Document text
Does anyone know if this problem is also affecting CDROM access?  I  am now having the same problem with mounting my CDROMs.  :Sad: 

----------

## thecrazyperson_ws

my gentoo box got lightninged, but if I might go out on a limb... try adding "iso9660" to the /etc/fstab.  i believe all autodetection is broke, and i don't believe it's a problem with gentoo's kernel patchset.  I'd tinker around, but my gentoo box is borken and my only other *nix box is a pentium 200 with debian sarge on it (too slow to compile kernels one after another   :Evil or Very Mad:  )

----------

## MickKi

Sorry, I should have said:  my fstab has just "iso9660" in it and the CDROM(s) won't mount.  I tried the "-t auto" option to see if I could manually mount it in case the new kernel did not like the "iso9660" filesystem type.  I have also tried adding auto to fstab - no luck.   :Sad: 

----------

## boris64

 *Quote:*   

> 
> 
> I was also running 2.6.8-r4 and I solved the problem by changing "auto" to msdos because that's the format of all the floppies I ever have to mount anyway.

 

sengaya!

that's it. it works again! 

thx  :Wink: 

----------

## MickKi

 *MickKi wrote:*   

> Does anyone know if this problem is also affecting CDROM access?  I  am now having the same problem with mounting my CDROMs. 

 

Hold on a minute!  I don't   :Very Happy:    I was trying to mount a music CD . . .   :Laughing: 

Anyway, slightly different problem now: I can play music using xmms out of /dev/cdroms/cdrom0, but not out of /dev/cdroms/cdrom1.  I mean, it is shown as playing the tracks but there's no sound coming out of it!  :Confused: 

Any ideas?

----------

## baitken

 *MickKi wrote:*   

> 
> 
> Anyway, slightly different problem now: I can play music using xmms out of /dev/cdroms/cdrom0, but not out of /dev/cdroms/cdrom1.  I mean, it is shown as playing the tracks but there's no sound coming out of it! 
> 
> Any ideas?

 

It is possible that the audio output cable is not present.  To play directly from CD you need to have a cable running from your CDROM to your sound card.  Open up the case and see if there is one more cable coming from cdrom0 than cdrom1.  I'm not sure if it is possible to have two at once however, so you might be out of luck.

----------

## MickKi

Thanks baitken!

You got it.  My other half tells me that when she connected the second CDROM she had the audio cable connected to cdrom0.

Thanks for your help.  :Smile: 

----------

Dataset entries
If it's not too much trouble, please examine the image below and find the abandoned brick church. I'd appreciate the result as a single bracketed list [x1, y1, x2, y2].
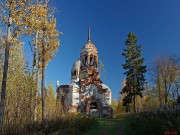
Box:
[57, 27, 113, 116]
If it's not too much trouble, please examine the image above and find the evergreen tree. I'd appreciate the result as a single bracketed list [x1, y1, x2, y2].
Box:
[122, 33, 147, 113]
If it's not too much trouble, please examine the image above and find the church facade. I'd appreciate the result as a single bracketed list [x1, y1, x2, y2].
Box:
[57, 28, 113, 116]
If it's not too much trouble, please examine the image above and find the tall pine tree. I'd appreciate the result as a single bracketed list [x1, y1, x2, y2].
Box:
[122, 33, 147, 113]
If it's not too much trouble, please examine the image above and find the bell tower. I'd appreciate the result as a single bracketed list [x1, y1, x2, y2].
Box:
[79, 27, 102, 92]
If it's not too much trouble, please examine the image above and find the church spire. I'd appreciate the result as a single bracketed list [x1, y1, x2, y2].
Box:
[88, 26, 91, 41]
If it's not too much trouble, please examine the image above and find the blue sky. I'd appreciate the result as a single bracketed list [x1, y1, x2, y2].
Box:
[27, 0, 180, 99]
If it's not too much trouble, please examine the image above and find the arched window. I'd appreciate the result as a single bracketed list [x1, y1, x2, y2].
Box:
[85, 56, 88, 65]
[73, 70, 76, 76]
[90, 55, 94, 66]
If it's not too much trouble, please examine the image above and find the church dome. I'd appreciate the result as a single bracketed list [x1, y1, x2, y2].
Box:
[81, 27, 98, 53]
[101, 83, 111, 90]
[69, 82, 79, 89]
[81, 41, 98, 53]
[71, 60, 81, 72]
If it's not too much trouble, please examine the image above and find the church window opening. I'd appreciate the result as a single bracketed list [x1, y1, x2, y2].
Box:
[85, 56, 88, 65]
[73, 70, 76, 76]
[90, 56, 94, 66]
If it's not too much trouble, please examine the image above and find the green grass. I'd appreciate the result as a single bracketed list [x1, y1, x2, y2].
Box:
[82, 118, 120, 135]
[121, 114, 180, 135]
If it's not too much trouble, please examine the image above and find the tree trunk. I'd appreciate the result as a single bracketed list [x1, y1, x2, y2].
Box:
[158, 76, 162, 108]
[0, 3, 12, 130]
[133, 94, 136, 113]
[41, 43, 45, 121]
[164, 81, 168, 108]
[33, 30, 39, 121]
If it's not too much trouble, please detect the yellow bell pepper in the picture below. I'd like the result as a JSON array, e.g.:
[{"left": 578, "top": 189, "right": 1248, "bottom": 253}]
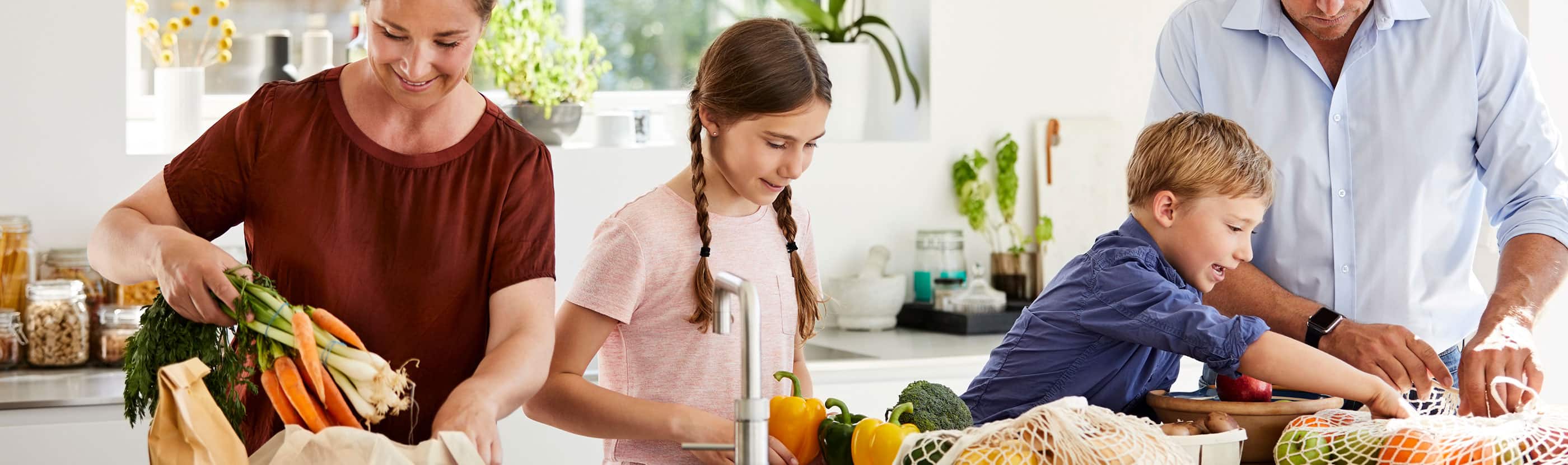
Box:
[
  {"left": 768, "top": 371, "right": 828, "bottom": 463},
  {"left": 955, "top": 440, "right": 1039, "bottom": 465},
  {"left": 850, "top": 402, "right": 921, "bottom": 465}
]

--

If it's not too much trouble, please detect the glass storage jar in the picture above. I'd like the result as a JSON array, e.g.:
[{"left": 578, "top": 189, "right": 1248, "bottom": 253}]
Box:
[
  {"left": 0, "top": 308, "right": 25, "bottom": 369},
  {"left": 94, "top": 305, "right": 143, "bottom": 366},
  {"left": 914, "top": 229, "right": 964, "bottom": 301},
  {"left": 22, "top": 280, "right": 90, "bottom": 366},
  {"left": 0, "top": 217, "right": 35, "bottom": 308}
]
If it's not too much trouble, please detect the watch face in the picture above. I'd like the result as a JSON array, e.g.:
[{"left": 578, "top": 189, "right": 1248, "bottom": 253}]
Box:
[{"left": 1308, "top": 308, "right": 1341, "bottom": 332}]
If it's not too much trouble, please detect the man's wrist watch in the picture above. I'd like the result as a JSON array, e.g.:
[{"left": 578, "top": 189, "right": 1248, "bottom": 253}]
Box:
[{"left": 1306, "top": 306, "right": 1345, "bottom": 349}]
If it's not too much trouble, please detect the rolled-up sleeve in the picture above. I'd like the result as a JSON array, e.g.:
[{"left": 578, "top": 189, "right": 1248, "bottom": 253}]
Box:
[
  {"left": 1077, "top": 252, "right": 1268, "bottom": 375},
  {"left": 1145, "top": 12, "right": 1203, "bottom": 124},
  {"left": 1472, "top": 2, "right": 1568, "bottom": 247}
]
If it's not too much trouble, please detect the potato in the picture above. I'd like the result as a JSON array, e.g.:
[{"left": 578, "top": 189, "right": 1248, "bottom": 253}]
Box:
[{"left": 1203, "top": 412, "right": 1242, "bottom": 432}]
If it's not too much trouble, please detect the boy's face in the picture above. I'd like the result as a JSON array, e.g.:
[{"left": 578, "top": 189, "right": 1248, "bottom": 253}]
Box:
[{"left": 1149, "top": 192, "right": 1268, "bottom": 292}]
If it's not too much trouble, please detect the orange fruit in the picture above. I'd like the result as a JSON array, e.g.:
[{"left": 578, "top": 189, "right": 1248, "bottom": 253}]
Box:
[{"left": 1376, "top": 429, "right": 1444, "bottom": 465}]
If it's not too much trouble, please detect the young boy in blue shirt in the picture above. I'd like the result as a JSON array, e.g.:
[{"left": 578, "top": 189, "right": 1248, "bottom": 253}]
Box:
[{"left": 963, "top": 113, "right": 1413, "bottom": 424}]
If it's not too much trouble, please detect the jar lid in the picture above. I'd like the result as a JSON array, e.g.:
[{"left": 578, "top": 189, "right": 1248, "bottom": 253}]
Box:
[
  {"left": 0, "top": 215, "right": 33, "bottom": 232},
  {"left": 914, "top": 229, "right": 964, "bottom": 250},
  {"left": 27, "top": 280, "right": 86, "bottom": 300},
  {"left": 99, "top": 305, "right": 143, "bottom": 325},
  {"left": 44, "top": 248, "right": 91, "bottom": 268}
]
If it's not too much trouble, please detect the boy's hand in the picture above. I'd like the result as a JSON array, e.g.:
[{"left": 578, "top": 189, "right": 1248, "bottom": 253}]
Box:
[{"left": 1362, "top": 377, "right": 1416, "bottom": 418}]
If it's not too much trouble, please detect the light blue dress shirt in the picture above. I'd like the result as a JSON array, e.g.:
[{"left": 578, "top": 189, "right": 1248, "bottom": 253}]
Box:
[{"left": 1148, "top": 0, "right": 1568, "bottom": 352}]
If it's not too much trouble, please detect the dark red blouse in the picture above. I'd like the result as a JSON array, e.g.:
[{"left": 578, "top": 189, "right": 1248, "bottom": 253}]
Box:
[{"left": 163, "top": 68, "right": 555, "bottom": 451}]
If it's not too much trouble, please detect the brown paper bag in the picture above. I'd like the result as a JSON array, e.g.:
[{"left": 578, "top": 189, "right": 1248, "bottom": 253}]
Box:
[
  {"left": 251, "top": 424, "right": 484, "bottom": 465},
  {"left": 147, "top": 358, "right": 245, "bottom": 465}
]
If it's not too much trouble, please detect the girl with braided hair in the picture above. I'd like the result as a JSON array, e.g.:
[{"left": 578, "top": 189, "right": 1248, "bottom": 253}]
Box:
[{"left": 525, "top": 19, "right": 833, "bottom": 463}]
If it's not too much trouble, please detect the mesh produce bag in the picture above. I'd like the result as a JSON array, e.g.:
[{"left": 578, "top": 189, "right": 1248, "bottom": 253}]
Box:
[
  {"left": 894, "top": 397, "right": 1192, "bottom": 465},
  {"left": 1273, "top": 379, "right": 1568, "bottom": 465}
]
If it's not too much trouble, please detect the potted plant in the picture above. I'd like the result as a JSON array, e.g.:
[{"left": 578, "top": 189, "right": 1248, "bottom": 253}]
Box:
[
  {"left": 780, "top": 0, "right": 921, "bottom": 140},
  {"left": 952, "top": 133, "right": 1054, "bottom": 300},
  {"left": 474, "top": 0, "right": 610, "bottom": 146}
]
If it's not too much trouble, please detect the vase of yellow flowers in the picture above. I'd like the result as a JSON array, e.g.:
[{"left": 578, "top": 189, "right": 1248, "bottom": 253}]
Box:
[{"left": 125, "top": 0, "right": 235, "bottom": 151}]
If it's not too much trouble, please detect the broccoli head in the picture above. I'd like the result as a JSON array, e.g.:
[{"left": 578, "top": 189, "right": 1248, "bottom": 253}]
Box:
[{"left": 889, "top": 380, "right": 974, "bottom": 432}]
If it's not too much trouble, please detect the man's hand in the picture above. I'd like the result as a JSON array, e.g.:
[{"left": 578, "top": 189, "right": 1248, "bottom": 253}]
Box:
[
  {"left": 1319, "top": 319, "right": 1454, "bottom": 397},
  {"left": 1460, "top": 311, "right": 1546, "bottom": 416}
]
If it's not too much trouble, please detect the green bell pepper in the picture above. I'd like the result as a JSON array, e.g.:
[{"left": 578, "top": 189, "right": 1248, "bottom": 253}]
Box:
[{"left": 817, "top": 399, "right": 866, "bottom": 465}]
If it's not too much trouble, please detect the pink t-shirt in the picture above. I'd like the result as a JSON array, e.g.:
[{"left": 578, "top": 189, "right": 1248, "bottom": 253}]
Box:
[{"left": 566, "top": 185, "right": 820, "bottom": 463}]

What is asked
A - In the forum thread about mounting drives, what format did the poster running 2.6.8-r4 put in place of "auto" to solve the problem?
B - Reproduce word for word the stretch of the entries from the line that contains "the church dome." through the line that contains "[33, 30, 39, 121]".
The entries bear no relation to the text.

Answers for the exercise
A - The poster changed "auto" to msdos.

B -
If it's not too much trouble, please examine the image above and find the church dome. I'd appreciate the result as a single bracketed list [x1, y1, x2, y2].
Box:
[81, 27, 98, 53]
[101, 83, 111, 90]
[69, 82, 79, 89]
[81, 41, 98, 53]
[71, 60, 81, 72]
If it's not too much trouble, please examine the image above and find the church window opening. I'd appreciate the result as a single bracketed list [x1, y1, x2, y2].
Box:
[85, 56, 88, 65]
[73, 70, 76, 76]
[90, 56, 94, 66]
If it's not too much trouble, please examine the image above and find the green grass. I'd appreciate the result as a single bracketed list [x1, y1, x2, y2].
Box:
[82, 118, 120, 135]
[121, 114, 180, 135]
If it's not too much trouble, please examine the image above and find the tree trunk. I'd appreciate the result as a single bracketed list [x1, y1, x2, y2].
Box:
[158, 76, 162, 108]
[0, 3, 12, 130]
[133, 94, 136, 113]
[41, 43, 45, 121]
[164, 81, 168, 108]
[33, 30, 39, 121]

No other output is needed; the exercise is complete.